::: RECORDS TO USE :::

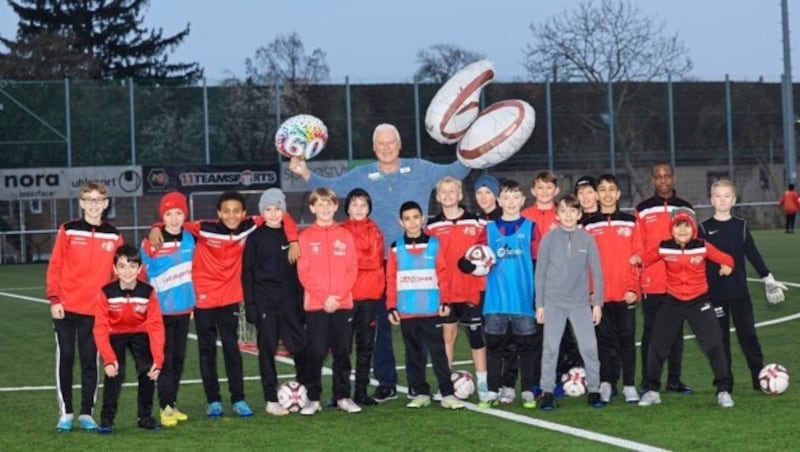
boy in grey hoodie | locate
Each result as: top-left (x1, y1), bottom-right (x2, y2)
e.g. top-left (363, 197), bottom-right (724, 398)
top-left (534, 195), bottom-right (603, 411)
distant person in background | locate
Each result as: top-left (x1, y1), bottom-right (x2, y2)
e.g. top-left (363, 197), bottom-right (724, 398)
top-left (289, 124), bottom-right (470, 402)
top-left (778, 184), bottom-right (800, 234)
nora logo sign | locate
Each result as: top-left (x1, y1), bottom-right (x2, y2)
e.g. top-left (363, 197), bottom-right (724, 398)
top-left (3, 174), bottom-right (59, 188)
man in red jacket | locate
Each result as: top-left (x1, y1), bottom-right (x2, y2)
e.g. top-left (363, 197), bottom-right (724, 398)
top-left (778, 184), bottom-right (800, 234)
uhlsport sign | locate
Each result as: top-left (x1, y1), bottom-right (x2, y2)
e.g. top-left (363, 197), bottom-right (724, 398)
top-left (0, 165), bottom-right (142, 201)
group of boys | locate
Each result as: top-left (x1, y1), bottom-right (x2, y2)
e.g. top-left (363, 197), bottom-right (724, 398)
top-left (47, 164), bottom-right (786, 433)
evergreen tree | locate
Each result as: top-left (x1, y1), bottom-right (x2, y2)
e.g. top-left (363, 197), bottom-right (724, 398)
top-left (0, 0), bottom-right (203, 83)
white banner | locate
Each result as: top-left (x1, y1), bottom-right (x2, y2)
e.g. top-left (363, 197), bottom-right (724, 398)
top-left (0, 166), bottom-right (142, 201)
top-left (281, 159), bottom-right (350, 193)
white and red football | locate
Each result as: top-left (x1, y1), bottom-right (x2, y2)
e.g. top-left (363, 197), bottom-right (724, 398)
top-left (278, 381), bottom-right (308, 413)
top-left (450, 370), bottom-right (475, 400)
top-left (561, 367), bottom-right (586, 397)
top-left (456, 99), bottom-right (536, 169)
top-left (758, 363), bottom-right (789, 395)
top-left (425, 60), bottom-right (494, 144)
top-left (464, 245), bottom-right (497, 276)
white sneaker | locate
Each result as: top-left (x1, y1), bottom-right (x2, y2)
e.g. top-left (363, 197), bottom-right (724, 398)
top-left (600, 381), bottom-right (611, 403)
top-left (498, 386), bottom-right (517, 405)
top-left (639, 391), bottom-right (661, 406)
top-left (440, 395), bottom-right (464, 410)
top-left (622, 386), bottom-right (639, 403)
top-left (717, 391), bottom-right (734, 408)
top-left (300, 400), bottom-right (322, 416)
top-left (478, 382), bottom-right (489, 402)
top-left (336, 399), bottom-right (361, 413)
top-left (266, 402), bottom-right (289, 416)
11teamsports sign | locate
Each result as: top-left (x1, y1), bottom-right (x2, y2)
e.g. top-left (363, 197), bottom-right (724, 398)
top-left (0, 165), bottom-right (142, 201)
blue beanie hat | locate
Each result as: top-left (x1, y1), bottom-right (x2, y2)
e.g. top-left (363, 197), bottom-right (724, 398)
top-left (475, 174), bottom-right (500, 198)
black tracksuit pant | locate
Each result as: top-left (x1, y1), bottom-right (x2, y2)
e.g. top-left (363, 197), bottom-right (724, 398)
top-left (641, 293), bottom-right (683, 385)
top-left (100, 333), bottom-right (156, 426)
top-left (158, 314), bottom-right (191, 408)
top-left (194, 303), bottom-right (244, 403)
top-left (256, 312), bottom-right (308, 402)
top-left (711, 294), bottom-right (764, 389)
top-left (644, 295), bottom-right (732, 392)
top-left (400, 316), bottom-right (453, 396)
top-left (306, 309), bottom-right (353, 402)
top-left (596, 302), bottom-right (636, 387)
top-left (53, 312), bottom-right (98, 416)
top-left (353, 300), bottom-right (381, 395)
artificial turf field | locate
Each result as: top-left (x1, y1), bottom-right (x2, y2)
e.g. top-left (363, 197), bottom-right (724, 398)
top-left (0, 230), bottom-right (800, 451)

:::

▶ **TASK DESCRIPTION**: How many lines in the records above contain the string "white"? Reply with the number alone.

▶ **FINISHED TASK**: 3